TO DO:
(A) In the text on Catalan phonology, what do /k/ and /ɡ/ become in Majorcan varieties when they are word-final or come before front vowels?
(B) Edit the text on Catalan phonology by writing out the passage that begins at the words "The phonemic status" and stops after "and a fricative.", with "dubious" replaced by "uncertain".

SELECTION:
===============

Catalan shares features with neighboring Romance languages (Italian, Sardinian, Occitan, Spanish).[3]

Contents

Consonants

Catalan consonants[4]
  Bilabial Labio-
dental
Dental/
Alveolar
Palatal Velar
Nasal m n ɲ ŋ
Plosive voiceless p t (c) ~ k
voiced b d (ɟ) ~ ɡ
Affricate voiceless (ts) (tɕ)
voiced (dz) (dʑ)
Fricative voiceless f s ɕ
voiced (v) z ʑ
Trill   r  
Tap ɾ
Approximant j w
Lateral l ʎ

Phonetic notes: Among the coronal consonants, /t/ and /d/ are denti-alveolar, having both dental and alveolar contact with the tongue. /n/, /l/, and /ɾ/ are "front alveolar;" /s/ and /r/ are "back alveolar" (or postalveolar); /ʎ/ and /ɲ/ are "front alveolo-palatal"; and /ɕ/, /ʑ/, /tɕ/ and /dʑ/ are "back alveolo-palatal."[5]

Plosives

Voiced plosives become lenited (that is, fricatives or approximants of the same place of articulation) "only in syllable onsets, after continuants."[6] Exceptions include /d/ after lateral consonants and /b/ after /f/: ull de bou [uʎ də ˈβɔw] ('round window'); bolígraf boníssim [buˈliɣɾəv buˈnisim] ('excellent ballpoint'). In the coda position, these sounds are always realized as plosives[7] except in Valencian, where they are lenited.[8]

/b/ and /ɡ/ may be geminated in certain environments (poble [ˈpɔbblə] 'village').[9]

In Majorcan varieties, /k/ and /ɡ/ become [c] and [ɟ] word-finally and before front vowels;[10] in some of these dialects, this has extended to all environments except before liquids and back vowels [ˈbanʲc] ('bench').[11]

Affricates

The phonemic status of affricates is dubious; after other consonants, affricates are in free variation with fricatives, e.g. clenxa [ˈklɛnʲtɕə] ~ [ˈklɛnʲɕə] ('hair parting')[12] and may be analyzed as either single phonemes or clusters of a stop and a fricative.

===============

DATA PROVIDED:

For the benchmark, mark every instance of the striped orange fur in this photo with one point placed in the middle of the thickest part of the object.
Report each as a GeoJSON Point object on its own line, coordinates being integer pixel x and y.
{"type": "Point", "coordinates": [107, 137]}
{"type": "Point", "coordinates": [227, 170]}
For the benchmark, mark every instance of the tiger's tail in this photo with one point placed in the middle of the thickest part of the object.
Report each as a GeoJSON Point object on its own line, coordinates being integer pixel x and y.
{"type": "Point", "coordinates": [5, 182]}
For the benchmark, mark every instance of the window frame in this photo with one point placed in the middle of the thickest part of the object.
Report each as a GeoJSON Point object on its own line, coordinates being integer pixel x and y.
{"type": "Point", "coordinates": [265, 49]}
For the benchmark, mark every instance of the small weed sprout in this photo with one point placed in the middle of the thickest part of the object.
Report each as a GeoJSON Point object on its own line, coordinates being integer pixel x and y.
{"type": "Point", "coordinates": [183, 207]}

===============

RESPONSES TO THE EXERCISE:
(A) They become [c] and [ɟ].

(B)
The phonemic status of affricates is uncertain; after other consonants, affricates are in free variation with fricatives, e.g. clenxa [ˈklɛnʲtɕə] ~ [ˈklɛnʲɕə] ('hair parting')[12] and may be analyzed as either single phonemes or clusters of a stop and a fricative.